Wähle aus den Daten unten jede Zeile aus, in der die Zeichenfolge „monument“ vorkommt, und gib diese Zeilen unverändert wieder.

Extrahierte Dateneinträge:
········

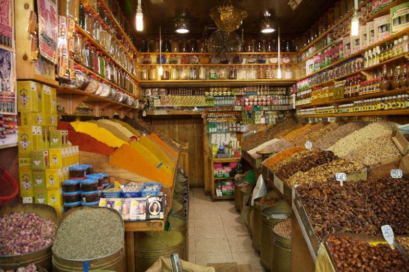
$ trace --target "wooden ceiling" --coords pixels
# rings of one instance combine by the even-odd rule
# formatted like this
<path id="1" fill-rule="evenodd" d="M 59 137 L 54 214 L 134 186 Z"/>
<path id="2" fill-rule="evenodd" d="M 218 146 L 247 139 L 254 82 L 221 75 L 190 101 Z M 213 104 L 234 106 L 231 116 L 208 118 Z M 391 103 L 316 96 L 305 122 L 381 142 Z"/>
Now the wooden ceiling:
<path id="1" fill-rule="evenodd" d="M 209 16 L 211 9 L 222 4 L 222 0 L 162 0 L 153 4 L 152 0 L 142 0 L 144 14 L 144 30 L 137 32 L 135 13 L 137 0 L 125 0 L 121 2 L 121 9 L 132 25 L 137 35 L 143 38 L 155 37 L 159 35 L 159 27 L 162 27 L 162 36 L 168 37 L 196 37 L 203 36 L 205 26 L 215 27 Z M 153 0 L 153 2 L 158 0 Z M 158 0 L 161 1 L 161 0 Z M 243 25 L 236 32 L 241 36 L 244 29 L 245 37 L 275 37 L 273 34 L 262 34 L 257 23 L 258 19 L 270 14 L 279 19 L 279 26 L 283 37 L 300 36 L 320 17 L 333 7 L 336 0 L 302 0 L 295 10 L 288 5 L 289 0 L 236 0 L 236 4 L 245 7 L 247 17 Z M 191 23 L 190 33 L 185 34 L 174 32 L 170 19 L 181 15 L 193 18 Z M 209 31 L 209 34 L 215 31 Z"/>

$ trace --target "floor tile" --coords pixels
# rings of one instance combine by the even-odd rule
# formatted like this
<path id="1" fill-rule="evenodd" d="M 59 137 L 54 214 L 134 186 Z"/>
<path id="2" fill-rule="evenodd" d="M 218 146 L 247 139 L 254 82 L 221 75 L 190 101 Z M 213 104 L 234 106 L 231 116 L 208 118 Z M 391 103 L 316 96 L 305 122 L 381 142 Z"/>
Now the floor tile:
<path id="1" fill-rule="evenodd" d="M 214 217 L 195 218 L 195 227 L 207 226 L 223 226 L 223 223 L 218 216 Z"/>
<path id="2" fill-rule="evenodd" d="M 196 253 L 196 264 L 207 266 L 208 263 L 227 263 L 233 262 L 230 252 L 217 253 Z"/>
<path id="3" fill-rule="evenodd" d="M 228 240 L 232 252 L 252 251 L 254 250 L 252 245 L 252 238 L 249 236 L 245 237 L 228 238 Z"/>
<path id="4" fill-rule="evenodd" d="M 225 238 L 223 227 L 195 227 L 195 239 Z"/>
<path id="5" fill-rule="evenodd" d="M 195 253 L 230 252 L 227 238 L 195 239 Z"/>
<path id="6" fill-rule="evenodd" d="M 234 261 L 237 264 L 249 264 L 253 272 L 255 269 L 261 269 L 263 266 L 260 264 L 260 256 L 256 251 L 232 253 Z"/>
<path id="7" fill-rule="evenodd" d="M 248 231 L 245 225 L 225 226 L 224 232 L 228 238 L 243 237 L 249 236 Z"/>

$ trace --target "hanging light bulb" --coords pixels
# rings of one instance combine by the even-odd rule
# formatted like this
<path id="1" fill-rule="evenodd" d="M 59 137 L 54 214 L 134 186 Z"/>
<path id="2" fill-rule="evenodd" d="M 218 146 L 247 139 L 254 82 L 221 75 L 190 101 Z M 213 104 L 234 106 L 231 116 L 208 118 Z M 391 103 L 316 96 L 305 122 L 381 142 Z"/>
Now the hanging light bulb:
<path id="1" fill-rule="evenodd" d="M 137 6 L 137 30 L 142 31 L 144 29 L 144 22 L 142 18 L 144 14 L 142 13 L 142 5 L 141 4 L 141 0 L 138 0 L 138 6 Z"/>

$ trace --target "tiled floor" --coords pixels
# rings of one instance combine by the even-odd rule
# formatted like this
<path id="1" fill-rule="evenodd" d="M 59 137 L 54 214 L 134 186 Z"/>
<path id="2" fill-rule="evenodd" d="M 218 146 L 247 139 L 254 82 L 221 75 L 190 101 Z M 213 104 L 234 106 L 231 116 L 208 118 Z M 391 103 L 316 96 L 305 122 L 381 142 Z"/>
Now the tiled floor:
<path id="1" fill-rule="evenodd" d="M 265 272 L 234 201 L 212 202 L 203 189 L 190 189 L 189 195 L 189 262 L 205 266 L 237 262 L 249 264 L 253 272 Z"/>

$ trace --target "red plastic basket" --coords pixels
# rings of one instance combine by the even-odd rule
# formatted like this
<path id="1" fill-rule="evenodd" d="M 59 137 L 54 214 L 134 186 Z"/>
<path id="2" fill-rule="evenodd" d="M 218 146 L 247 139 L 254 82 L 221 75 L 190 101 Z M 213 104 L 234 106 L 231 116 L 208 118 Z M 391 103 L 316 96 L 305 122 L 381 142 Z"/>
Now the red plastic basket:
<path id="1" fill-rule="evenodd" d="M 5 169 L 0 167 L 0 207 L 18 194 L 18 183 Z"/>

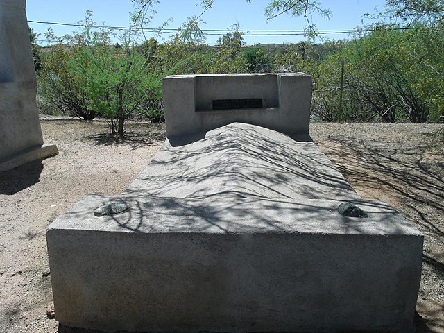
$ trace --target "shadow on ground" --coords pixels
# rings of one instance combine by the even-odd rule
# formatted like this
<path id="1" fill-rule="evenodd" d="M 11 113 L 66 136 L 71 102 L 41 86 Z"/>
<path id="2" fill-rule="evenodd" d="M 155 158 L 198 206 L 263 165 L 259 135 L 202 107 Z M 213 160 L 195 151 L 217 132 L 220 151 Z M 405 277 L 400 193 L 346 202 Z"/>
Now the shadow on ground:
<path id="1" fill-rule="evenodd" d="M 36 161 L 0 173 L 0 194 L 11 196 L 33 185 L 42 171 L 42 161 Z"/>

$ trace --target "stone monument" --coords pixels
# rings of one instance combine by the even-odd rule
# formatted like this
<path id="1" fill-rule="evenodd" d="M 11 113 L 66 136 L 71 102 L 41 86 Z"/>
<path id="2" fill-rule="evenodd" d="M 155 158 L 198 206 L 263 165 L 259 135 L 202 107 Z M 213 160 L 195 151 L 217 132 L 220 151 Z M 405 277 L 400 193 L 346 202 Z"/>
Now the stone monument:
<path id="1" fill-rule="evenodd" d="M 58 153 L 43 145 L 25 0 L 0 0 L 0 171 Z"/>
<path id="2" fill-rule="evenodd" d="M 163 79 L 167 139 L 46 232 L 56 319 L 129 332 L 414 332 L 422 234 L 309 136 L 311 78 Z"/>

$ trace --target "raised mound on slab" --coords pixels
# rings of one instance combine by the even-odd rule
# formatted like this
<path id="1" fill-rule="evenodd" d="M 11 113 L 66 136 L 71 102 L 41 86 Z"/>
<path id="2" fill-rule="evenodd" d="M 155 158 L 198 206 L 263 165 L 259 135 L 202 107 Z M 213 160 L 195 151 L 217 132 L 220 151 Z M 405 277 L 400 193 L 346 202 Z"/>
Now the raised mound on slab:
<path id="1" fill-rule="evenodd" d="M 128 210 L 94 215 L 112 203 Z M 123 194 L 85 198 L 46 237 L 65 325 L 414 330 L 422 234 L 363 200 L 313 142 L 257 126 L 167 140 Z"/>

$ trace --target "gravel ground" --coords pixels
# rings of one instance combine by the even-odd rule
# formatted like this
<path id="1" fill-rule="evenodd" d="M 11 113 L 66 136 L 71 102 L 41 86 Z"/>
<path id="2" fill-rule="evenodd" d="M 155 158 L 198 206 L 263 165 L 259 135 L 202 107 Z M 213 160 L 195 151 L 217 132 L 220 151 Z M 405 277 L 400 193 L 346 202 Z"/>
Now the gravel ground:
<path id="1" fill-rule="evenodd" d="M 56 157 L 0 173 L 0 332 L 57 332 L 45 230 L 90 194 L 121 192 L 155 154 L 164 125 L 128 123 L 124 139 L 103 121 L 44 117 Z M 425 234 L 418 332 L 444 332 L 444 140 L 432 124 L 314 123 L 311 136 L 358 193 L 389 203 Z M 45 274 L 46 275 L 46 274 Z"/>

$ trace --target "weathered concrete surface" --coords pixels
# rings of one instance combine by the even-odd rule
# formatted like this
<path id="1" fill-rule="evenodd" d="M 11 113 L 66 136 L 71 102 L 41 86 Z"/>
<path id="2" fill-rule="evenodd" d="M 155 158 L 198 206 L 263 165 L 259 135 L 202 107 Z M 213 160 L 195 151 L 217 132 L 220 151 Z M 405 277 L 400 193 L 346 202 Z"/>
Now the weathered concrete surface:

········

Ausgearbeitete Lösung:
$ trace --target "stone monument" --coords pixels
Now the stone monument:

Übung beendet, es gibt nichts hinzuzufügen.